• Условие задания: Продолжите текст о трибунате и братьях Гракхах, начав сразу после его последнего предложения.

Тем не менее, служа интересам народа, популяры должны были считаться и с потребностями своего класса. Подобное балансирование требовало огромной ловкости. Если наиболее консервативные элементы аристократии всегда относились к трибунату с подозрительностью, то по большей части она была вызвана теми уникальными возможностями, которые эта должность предоставляла своим обладателям. Всегда существовала опасность того, что трибун зайдет чересчур далеко, поддавшись искушению дешевой популярности среди толпы, подкупая ее радикальными, неримскими по духу реформами. И, конечно же, чем гуще наполнялись плебсом трущобы, чем быстрее приближался он к точке взрыва, чем хуже становились условия жизни бедноты, тем сильнее становилась эта опасность.
Роковую попытку совершили два брата, обладавших безупречным происхождением, Тиберий и Гай Гракхи. Сперва Тиберий в 133 г. до Р.Х., а по прошествии десяти лет и Гай, воспользовались своими трибунатами, чтобы протолкнуть реформы в пользу бедных. Они предложили разделить общественные наделы на участки и раздать их беднякам; зерно для посева продавать им ниже рыночной цены; и даже — ко всеобщему потрясению — обязать Республику предоставлять одежду беднейшим из своих солдат. Меры были предложены радикальные, и нечего удивляться тому, что аристократы пришли в ужас. С точки зрения знати в преданности Гракхов интересам народа было нечто чрезмерно суровое и даже зловещее. Конечно, Тиберий не первым среди своего класса заинтересовался земельной реформой, однако патернализм Гракха, с точки зрения его собратьев по классу, зашел слишком далеко, причем слишком скоро. Гай — к еще большей их тревоге — придерживался куда более революционных взглядов, представляя себе Республику, следующую ценностям греческой демократии, в которой равновесие власти должно было полностью преобразиться и роль арбитров в Риме должна была перейти от аристократии к народу. Каким образом, гадали коллеги-аристократы, знатный человек может пойти на такие реформы, если только он не собрался устроиться на их головах в качестве тирана? Особенно зловещим казался им тот факт, что Тиберий, после года пребывания на посту трибуна, стал немедленно добиваться переизбрания, а Гай в 122 г. до Р.Х. сумел успешно переизбраться на второй срок подряд. И куда могли завести подобные беззакония? При всей святости персоны трибуна, она все же была не так священна, как цель — сохранение самой Республики. Дважды звучал призыв выступить на защиту конституции, и дважды он получал ответ. Через двенадцать лет после того, как Тиберий был насмерть забит в драке ножкой табурета, агенты аристократии убили и Гая — в 121 г. Труп его обезглавили, а череп залили свинцом. После этого, без суда, были казнены три тысячи его сторонников.

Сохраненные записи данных

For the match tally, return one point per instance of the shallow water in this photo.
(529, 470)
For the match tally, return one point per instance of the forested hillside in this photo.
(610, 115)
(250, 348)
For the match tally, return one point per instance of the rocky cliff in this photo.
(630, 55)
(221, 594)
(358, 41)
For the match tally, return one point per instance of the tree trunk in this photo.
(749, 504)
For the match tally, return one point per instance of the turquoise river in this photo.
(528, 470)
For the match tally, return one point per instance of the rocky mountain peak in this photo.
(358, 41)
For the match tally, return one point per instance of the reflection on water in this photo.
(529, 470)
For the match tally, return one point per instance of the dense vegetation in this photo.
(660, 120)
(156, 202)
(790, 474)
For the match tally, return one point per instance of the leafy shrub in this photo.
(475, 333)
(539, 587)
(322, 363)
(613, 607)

• Ответ к заданию:
Эти вспышки гражданского насилия стали первыми каплями крови, пролитыми на улицах Рима после изгнания царей. Уже сам бурный характер этих конфликтов ярко подчеркивал степень охватившей аристократию паранойи. Тирания была не единственным призраком, который Гракхи вызвали из древнего прошлого Рима. Было отнюдь не случайностью, например, что Гай умер на месте, наиболее священном для дела плебеев, — на Авентине. Пытаясь найти там убежище, он вместе со своими сторонниками осознанно пытался отождествить свое дело с делом прежних бунтовщиков. И, невзирая на то, что беднота не поднялась на его защиту, попытка Гая разбудить давно уже улегшуюся классовую борьбу сделалась примером ужасающей безответственности в глазах его собратьев-аристократов. Но и репрессии вселили в них тяжелое чувство. Цивилизованным людям не подобало вести охоту за головами. Наполненный свинцом череп Гая Гракха зловещим образом указывал на то, что может произойти, если будут нарушены установления Республики и рухнут ее опоры. Это предостережение полностью соответствовало римским нравам. Чем, в конце концов, являлась Республика, если не сообществом людей, связанных вместе одинаковыми воззрениями, прецедентами и прошлым? Отвергнуть это наследие значило заглянуть в пропасть. Тирания или варварство — после падения Республики не было третьей альтернативы.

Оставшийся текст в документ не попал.